Your instructions:
Using the material below, state how many of its lines contain the string "shrub", with no other words.

Data:
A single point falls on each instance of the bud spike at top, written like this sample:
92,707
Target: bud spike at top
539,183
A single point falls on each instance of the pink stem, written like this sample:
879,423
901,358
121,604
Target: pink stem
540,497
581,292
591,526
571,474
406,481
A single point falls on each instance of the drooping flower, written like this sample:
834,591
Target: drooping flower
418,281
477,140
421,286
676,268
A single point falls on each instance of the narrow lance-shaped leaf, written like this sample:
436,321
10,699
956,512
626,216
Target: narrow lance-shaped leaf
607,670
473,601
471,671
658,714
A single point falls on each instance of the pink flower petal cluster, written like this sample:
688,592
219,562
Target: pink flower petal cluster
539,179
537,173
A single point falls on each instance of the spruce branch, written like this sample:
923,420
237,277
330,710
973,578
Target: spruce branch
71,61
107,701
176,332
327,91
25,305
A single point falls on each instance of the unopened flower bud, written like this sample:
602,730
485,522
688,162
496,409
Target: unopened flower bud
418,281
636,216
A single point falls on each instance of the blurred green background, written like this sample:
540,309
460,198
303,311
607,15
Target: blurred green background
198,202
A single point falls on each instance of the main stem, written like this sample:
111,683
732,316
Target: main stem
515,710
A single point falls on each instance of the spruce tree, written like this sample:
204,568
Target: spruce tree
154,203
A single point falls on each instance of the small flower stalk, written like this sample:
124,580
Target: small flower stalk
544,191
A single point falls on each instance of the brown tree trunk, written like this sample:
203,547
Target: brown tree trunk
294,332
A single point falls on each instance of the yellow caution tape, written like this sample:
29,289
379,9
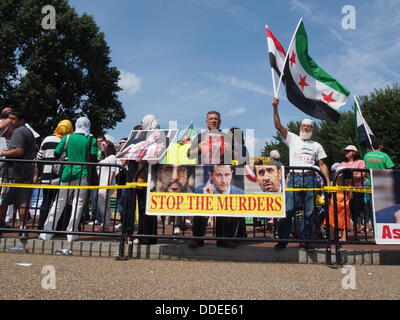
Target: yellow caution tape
131,185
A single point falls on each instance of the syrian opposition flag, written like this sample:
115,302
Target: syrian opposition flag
363,131
308,86
276,52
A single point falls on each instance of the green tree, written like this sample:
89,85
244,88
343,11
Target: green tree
67,70
381,111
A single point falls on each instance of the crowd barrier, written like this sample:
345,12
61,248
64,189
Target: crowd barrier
305,188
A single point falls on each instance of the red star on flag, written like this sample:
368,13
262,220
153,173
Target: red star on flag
303,82
328,98
293,58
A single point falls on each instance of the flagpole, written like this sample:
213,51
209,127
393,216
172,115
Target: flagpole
272,69
273,81
362,119
287,55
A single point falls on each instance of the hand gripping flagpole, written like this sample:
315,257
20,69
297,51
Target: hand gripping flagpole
272,69
362,119
287,55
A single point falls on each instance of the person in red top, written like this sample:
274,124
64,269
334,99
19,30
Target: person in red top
353,161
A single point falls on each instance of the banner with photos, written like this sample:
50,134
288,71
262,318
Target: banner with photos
216,190
386,205
150,145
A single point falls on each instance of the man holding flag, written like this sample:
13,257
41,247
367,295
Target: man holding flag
303,152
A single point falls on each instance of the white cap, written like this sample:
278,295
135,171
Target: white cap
274,154
307,122
351,148
336,167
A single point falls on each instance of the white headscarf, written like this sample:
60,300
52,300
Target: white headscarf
82,125
150,122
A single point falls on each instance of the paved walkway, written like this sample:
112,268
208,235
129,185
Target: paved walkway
104,278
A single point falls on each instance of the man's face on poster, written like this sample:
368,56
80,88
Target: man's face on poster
222,177
173,178
269,178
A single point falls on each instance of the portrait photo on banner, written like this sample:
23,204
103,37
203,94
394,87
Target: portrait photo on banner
147,144
386,205
172,178
215,190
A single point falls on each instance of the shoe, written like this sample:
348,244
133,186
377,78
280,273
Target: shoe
72,238
177,231
227,244
23,235
193,244
281,245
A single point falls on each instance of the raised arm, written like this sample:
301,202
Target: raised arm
277,121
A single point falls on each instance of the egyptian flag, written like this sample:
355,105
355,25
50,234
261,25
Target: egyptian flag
276,52
308,86
362,132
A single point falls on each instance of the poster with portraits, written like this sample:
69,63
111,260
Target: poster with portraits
149,145
386,206
216,190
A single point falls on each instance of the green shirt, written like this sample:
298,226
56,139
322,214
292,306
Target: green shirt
378,160
77,149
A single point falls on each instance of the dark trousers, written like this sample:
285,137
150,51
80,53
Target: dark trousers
147,224
225,227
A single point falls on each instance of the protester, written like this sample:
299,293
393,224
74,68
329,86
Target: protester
212,147
303,152
275,155
80,145
121,179
176,179
106,178
138,171
22,146
378,159
342,199
353,161
269,176
49,174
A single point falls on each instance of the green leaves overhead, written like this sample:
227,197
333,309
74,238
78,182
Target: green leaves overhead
56,74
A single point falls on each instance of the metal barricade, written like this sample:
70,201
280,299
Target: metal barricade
68,198
307,183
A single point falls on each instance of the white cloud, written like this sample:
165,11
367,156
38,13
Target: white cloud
129,82
196,94
368,57
236,111
242,84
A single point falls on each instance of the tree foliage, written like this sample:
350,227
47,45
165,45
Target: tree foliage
67,70
380,110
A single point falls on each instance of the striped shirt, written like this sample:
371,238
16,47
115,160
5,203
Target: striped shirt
46,152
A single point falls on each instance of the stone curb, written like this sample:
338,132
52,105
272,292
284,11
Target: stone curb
180,251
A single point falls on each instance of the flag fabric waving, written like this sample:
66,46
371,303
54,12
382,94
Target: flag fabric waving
276,52
308,86
363,132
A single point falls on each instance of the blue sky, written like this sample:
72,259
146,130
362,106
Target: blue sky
181,58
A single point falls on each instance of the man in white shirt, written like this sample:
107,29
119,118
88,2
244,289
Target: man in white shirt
303,152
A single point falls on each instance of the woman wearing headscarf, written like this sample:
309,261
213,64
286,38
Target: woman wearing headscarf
77,146
48,175
138,173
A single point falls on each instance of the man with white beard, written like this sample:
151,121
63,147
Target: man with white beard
303,152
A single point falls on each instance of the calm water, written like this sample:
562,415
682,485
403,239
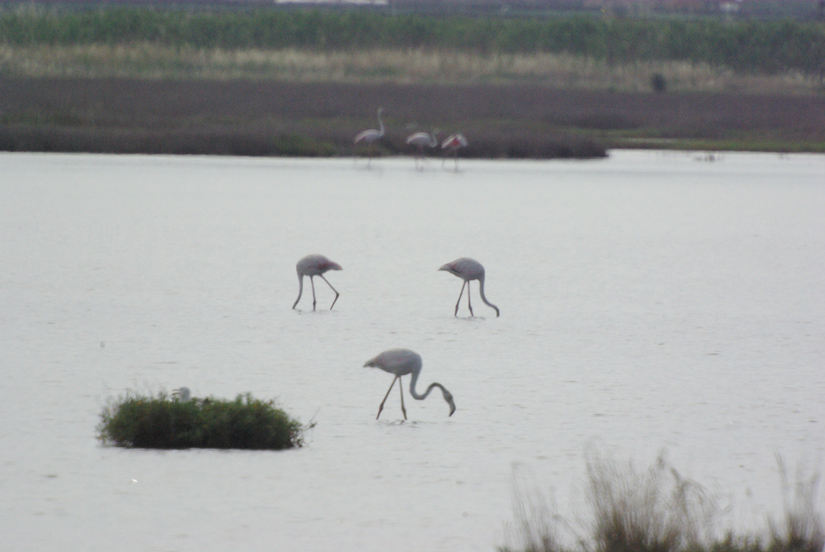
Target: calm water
650,302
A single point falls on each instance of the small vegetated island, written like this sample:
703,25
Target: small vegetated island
180,422
543,80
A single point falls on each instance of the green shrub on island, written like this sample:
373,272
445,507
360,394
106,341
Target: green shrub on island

Exercise response:
2